Aim of the exercise:
Look through the records below, and copy out every line that holds the string "fabric".

--- START ---

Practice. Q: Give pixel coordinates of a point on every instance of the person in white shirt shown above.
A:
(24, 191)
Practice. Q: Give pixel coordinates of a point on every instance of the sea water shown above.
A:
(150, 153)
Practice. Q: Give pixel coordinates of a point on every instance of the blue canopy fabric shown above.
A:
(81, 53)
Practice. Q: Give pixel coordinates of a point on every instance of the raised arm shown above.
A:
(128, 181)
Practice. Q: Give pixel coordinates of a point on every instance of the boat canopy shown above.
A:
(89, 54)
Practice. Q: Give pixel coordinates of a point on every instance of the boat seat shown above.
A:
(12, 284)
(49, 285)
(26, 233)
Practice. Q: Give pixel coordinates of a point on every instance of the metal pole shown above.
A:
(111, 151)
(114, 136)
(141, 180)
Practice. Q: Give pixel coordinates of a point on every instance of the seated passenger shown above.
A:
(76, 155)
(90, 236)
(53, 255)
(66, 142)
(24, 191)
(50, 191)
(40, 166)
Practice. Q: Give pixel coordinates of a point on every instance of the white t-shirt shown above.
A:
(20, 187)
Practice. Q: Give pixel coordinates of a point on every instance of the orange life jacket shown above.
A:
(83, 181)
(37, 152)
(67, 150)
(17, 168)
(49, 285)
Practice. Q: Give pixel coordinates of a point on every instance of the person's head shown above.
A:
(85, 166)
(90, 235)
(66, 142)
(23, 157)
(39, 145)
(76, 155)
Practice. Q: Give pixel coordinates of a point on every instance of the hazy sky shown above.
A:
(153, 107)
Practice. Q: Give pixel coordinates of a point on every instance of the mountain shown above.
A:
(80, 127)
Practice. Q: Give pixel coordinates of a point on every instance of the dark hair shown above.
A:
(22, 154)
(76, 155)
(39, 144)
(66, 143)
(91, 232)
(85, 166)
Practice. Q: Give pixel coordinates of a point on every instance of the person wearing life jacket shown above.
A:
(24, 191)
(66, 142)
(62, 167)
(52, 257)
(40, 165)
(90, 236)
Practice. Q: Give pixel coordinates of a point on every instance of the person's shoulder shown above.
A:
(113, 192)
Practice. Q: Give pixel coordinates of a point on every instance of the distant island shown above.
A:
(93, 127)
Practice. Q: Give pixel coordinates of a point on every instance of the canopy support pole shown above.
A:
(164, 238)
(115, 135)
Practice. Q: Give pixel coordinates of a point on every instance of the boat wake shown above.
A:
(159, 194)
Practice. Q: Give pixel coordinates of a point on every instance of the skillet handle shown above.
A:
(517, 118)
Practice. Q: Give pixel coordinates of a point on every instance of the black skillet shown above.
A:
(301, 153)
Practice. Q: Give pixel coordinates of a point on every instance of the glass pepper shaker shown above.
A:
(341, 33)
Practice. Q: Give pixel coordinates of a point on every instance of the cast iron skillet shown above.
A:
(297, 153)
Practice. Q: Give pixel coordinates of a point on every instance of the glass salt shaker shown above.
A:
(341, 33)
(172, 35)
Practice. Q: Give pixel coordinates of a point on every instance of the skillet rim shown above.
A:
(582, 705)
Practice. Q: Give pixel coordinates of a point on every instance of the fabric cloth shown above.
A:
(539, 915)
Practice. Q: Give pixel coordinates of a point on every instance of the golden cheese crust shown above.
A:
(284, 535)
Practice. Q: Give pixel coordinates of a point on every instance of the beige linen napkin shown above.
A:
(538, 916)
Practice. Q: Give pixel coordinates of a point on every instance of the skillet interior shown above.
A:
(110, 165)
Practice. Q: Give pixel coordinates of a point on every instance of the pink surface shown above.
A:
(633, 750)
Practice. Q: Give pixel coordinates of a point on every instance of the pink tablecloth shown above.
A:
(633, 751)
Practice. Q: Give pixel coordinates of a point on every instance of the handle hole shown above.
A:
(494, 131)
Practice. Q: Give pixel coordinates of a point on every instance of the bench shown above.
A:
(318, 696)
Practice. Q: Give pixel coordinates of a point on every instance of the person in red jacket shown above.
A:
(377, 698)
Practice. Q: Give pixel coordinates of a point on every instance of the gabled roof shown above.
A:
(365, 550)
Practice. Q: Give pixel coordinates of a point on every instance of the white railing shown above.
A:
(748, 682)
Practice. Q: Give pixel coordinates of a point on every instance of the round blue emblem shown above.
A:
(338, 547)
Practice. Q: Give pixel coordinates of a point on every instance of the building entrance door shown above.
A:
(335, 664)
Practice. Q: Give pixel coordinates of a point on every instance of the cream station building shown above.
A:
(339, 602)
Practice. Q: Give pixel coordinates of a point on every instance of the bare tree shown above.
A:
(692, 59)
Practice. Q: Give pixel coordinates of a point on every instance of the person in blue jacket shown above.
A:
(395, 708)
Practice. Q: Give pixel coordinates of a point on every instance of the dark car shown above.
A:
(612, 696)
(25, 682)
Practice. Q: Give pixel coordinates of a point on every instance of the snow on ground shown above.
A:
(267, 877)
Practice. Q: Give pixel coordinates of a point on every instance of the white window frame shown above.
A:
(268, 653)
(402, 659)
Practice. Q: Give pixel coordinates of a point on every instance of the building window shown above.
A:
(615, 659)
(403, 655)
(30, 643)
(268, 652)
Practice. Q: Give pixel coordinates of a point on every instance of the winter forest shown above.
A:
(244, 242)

--- END ---

Task solution:
Practice. Q: Give pixel coordinates of a point on every instance of the blue canopy fabric shown above.
Practice. Q: Give pixel coordinates of a point on every instance of the fabric cloth shown above.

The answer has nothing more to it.